Shishir Kumar Bhaduri or Sisir Kumar Bhaduri (2 October 1889 – 30 June 1959) was an Indian stage actor and theatre founder, who commonly referred to as the pioneer of modern Bengali theatre, where he was an actor, director, playwright and even scenic designer. He was survived by one son named, Asoke Kumar Bhaduri. Dhruba Kumar Bhaduri and Shubha Kumar Bhaduri were two of his grandsons.

After Girish Chandra Ghosh, he introduced realism and naturalism to theatre. He was awarded the Padma Bhushan, India's third highest civilian honour by the Government of India in 1959. He refused to take Padma award, saying that if he takes the award, it will send wrong signal that government have helped promoting theatre culture in the country.

Born in Mednipore, West Bengal, he studied at Scottish Church College Kolkata, where he started participating in theatre. He was also a professor of Metropolitan College (today's Vidyasagar College). In 1921, he left his job to become full-time stage actor.

The 2013 play Nihsanga Samrat  directed by Debesh Chattopadhyay, is based on 2005 Bengali novel by the same name written by Sunil Gangopadhyay on the life of Bhaduri.

________________

*WORK TO COMPLETE:* Transcribe the passage from the biography of Sisir Kumar Bhaduri, starting at "After Girish Chandra" and ending at "life of Bhaduri.".

*COLLECTED DATA:*

________________

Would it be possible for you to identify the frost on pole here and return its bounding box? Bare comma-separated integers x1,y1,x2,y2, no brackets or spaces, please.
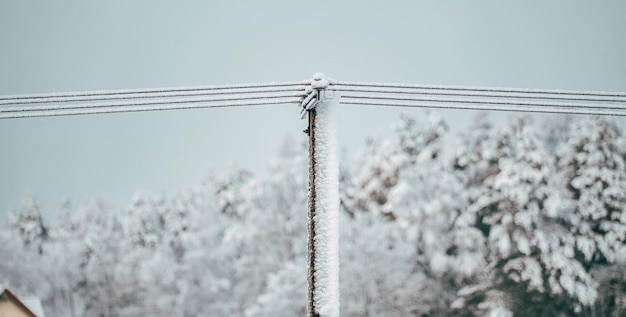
309,73,339,316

________________

*FINISHED ANSWER:*
After Girish Chandra Ghosh, he introduced realism and naturalism to theatre. He was awarded the Padma Bhushan, India's third highest civilian honour by the Government of India in 1959. He refused to take Padma award, saying that if he takes the award, it will send wrong signal that government have helped promoting theatre culture in the country.

Born in Mednipore, West Bengal, he studied at Scottish Church College Kolkata, where he started participating in theatre. He was also a professor of Metropolitan College (today's Vidyasagar College). In 1921, he left his job to become full-time stage actor.

The 2013 play Nihsanga Samrat  directed by Debesh Chattopadhyay, is based on 2005 Bengali novel by the same name written by Sunil Gangopadhyay on the life of Bhaduri.